* **Exercise goal**
Count the lines in the records below that contain the word "path", treating uppercase and lowercase as different. Give only the number.

# Records shown start

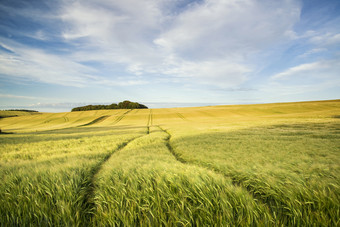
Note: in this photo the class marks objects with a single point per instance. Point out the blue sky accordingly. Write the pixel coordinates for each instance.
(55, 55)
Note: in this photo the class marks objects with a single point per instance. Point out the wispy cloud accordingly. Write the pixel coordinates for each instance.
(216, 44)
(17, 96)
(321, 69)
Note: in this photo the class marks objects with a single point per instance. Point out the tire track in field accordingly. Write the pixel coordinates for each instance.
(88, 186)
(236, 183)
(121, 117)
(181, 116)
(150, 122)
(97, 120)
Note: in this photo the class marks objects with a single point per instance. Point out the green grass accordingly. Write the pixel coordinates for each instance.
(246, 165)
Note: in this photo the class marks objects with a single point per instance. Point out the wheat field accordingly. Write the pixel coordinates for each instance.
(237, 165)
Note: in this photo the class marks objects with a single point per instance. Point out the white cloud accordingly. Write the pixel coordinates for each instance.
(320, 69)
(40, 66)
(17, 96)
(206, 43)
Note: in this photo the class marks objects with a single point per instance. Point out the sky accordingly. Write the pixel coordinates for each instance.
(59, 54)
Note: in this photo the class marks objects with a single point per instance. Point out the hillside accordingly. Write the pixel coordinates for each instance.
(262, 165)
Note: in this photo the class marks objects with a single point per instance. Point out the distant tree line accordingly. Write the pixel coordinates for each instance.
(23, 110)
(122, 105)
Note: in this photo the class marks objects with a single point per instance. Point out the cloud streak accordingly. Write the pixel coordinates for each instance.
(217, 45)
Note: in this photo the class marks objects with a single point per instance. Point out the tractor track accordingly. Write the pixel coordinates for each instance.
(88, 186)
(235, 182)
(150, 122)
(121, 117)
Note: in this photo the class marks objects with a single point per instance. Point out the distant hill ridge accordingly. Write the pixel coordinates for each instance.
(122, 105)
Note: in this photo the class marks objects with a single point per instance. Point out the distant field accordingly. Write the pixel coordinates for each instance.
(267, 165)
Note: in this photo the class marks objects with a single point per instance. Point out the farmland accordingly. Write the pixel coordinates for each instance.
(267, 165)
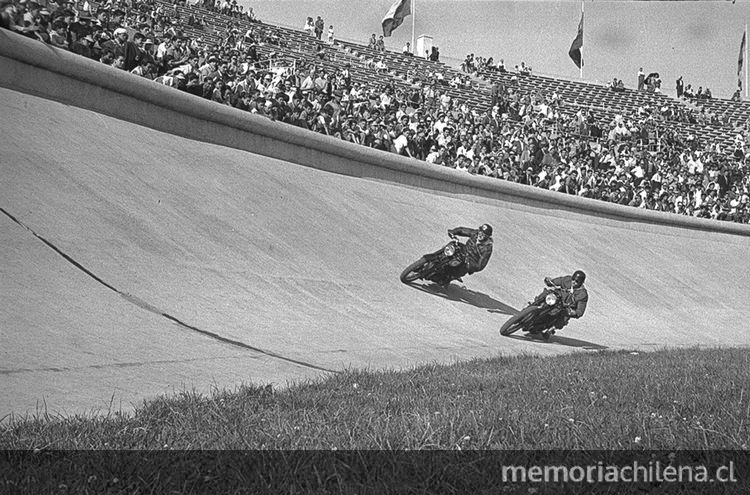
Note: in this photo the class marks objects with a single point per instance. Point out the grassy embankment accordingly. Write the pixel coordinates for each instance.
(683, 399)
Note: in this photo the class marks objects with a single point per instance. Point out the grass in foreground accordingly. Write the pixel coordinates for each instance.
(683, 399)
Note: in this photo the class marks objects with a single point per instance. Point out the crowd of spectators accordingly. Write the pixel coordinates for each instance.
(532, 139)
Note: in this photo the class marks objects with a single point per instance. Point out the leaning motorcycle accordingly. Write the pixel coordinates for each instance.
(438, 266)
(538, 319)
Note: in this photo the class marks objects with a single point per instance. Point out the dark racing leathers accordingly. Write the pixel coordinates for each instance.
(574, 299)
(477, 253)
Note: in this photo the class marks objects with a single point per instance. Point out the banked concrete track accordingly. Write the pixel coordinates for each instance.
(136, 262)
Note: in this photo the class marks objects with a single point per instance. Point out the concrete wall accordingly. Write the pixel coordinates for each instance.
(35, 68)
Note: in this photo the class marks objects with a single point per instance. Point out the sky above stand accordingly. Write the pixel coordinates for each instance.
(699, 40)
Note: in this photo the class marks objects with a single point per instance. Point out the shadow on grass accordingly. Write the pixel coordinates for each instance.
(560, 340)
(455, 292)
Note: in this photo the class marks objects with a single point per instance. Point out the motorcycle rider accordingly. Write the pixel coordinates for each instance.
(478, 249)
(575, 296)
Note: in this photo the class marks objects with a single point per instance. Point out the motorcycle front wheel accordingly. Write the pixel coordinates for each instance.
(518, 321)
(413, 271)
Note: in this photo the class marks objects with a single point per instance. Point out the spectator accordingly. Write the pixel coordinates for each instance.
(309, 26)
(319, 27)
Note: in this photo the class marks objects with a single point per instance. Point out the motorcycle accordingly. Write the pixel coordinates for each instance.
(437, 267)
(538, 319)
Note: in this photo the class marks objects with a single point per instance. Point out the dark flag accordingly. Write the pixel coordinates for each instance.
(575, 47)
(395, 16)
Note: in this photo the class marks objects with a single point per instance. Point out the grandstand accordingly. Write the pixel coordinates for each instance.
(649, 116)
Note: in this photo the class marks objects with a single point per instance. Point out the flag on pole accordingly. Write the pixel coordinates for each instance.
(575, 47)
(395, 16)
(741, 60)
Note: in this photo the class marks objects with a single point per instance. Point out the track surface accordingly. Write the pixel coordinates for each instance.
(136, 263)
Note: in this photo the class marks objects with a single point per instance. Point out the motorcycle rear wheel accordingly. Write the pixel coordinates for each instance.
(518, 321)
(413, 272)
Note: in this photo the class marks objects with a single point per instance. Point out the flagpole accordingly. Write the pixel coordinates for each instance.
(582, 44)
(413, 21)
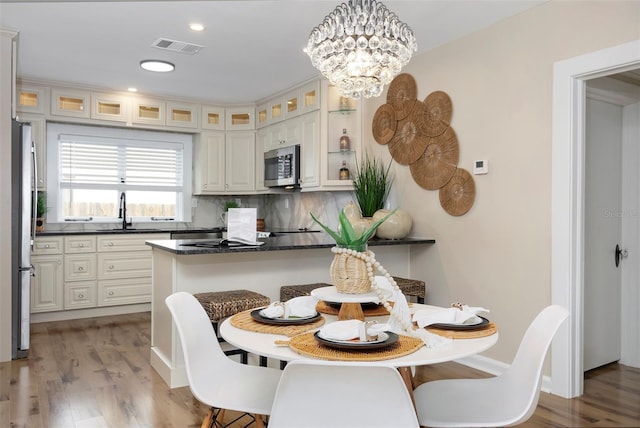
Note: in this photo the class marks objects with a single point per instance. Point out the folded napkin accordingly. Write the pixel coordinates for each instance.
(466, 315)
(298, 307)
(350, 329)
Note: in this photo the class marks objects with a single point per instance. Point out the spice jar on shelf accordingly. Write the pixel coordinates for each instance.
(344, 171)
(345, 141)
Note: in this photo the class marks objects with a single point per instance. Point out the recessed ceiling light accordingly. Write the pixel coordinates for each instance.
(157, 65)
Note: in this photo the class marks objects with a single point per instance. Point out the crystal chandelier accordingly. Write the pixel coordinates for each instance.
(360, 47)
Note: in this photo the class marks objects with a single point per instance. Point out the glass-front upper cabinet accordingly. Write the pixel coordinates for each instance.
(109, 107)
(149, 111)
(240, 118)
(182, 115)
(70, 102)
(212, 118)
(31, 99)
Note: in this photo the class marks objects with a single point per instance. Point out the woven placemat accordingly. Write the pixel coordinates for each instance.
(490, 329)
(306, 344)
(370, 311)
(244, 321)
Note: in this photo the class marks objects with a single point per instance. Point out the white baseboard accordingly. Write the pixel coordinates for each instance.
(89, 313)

# Records shown end
# Records shown start

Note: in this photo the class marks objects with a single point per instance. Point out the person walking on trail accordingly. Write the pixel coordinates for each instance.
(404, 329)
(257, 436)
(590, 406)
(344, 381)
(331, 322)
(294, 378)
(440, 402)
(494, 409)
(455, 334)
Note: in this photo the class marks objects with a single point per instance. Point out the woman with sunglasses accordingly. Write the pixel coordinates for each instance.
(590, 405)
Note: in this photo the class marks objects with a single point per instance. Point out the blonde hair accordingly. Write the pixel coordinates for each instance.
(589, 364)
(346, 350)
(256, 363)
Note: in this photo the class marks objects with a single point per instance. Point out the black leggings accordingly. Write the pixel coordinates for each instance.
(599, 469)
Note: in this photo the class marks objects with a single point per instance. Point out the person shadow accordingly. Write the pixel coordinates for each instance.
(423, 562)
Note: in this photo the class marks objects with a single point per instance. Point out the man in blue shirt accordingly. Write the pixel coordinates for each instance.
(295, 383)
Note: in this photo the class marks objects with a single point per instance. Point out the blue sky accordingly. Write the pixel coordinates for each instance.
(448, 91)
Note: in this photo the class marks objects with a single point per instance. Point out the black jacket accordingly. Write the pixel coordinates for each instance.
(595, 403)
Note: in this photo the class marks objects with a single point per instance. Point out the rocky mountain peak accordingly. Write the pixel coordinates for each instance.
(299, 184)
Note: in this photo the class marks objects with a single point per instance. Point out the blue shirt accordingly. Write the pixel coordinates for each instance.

# Records shown end
# Records shown start

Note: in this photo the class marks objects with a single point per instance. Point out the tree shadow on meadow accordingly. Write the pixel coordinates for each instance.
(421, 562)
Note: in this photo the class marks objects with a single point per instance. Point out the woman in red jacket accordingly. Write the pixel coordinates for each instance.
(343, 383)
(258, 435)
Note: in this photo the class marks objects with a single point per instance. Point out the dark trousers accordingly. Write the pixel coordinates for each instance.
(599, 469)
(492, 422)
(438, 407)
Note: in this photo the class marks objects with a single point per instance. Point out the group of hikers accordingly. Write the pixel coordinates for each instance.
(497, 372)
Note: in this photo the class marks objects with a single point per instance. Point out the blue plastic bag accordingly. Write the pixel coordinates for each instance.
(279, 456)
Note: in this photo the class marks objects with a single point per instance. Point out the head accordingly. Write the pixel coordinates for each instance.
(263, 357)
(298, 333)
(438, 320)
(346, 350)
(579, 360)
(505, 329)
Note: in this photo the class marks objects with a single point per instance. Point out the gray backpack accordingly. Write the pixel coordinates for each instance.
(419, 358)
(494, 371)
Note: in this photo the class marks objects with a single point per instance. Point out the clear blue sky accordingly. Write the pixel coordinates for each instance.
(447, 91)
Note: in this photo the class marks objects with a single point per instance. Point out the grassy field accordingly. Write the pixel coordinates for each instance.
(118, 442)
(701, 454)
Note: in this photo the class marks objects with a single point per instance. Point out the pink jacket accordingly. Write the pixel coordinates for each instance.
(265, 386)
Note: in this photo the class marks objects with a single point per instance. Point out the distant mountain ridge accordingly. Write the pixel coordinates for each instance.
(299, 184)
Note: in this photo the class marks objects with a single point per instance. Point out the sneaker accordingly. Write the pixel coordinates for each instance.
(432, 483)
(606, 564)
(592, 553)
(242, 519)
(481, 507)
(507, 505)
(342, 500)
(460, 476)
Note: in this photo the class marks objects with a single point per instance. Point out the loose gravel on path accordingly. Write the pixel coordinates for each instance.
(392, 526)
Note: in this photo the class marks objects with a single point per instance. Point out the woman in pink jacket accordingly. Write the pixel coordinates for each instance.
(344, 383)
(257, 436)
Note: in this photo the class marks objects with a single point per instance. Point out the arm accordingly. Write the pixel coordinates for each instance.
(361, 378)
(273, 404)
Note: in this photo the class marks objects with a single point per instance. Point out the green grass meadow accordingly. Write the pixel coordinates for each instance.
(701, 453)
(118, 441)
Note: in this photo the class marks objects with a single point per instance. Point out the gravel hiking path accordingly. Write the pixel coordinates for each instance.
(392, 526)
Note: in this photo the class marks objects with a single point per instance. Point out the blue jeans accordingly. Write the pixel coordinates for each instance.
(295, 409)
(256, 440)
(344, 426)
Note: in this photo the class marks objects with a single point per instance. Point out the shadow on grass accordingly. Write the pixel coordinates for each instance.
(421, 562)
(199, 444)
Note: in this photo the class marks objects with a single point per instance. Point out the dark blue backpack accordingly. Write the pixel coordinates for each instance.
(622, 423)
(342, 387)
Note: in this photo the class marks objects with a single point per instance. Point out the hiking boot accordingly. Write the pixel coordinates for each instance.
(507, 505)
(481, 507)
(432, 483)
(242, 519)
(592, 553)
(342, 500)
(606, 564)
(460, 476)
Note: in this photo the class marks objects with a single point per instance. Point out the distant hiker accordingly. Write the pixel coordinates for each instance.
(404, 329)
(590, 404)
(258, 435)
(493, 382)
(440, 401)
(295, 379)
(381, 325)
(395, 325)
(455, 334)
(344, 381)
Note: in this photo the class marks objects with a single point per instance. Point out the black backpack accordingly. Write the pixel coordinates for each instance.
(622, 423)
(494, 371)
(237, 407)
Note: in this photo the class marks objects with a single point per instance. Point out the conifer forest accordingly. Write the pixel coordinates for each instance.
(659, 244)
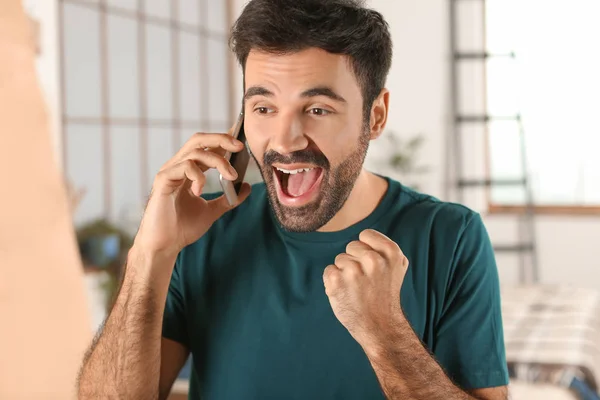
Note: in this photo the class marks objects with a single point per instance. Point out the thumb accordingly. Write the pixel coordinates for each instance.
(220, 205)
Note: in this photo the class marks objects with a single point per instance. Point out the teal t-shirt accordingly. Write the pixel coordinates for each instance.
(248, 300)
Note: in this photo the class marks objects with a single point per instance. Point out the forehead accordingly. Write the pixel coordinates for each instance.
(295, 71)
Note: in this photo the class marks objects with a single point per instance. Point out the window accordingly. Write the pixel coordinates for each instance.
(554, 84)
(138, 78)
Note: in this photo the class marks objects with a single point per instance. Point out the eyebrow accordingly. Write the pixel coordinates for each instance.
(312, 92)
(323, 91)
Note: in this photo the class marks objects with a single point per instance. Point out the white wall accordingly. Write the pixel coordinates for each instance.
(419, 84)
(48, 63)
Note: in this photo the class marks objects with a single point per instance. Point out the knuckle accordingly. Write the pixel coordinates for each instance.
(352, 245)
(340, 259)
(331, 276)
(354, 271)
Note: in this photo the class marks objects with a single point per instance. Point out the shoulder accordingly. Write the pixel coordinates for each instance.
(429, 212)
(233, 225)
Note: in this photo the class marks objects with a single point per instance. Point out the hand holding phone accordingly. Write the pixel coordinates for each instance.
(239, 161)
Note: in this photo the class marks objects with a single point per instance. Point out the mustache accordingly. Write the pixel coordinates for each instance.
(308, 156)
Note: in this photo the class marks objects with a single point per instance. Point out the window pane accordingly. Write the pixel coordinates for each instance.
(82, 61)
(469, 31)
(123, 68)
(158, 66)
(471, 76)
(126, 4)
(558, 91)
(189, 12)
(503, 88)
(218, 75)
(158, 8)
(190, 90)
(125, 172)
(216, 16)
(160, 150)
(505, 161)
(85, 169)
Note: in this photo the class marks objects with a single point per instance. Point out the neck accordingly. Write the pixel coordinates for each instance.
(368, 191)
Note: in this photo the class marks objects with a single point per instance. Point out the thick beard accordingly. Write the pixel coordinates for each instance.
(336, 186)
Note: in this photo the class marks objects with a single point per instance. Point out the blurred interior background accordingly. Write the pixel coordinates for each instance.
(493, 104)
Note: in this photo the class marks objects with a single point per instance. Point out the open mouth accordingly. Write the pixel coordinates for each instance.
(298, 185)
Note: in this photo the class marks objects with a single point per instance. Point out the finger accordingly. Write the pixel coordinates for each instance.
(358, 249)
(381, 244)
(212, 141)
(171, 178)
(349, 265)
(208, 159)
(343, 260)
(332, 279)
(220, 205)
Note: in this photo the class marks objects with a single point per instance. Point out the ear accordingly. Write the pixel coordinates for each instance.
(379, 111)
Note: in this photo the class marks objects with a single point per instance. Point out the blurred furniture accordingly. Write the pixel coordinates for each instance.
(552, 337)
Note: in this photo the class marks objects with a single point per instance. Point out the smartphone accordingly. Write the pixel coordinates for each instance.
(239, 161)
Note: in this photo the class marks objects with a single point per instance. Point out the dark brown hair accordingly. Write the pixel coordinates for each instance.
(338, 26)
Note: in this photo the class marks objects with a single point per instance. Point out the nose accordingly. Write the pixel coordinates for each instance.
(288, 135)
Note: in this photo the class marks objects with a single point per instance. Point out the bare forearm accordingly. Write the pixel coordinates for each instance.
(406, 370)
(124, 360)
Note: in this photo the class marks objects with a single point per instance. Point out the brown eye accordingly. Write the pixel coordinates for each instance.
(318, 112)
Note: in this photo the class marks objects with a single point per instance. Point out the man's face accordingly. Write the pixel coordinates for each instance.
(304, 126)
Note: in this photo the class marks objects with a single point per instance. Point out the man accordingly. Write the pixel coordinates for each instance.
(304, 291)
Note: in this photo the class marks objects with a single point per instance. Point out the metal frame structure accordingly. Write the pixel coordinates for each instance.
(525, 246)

# Records shown end

* **Task solution**
2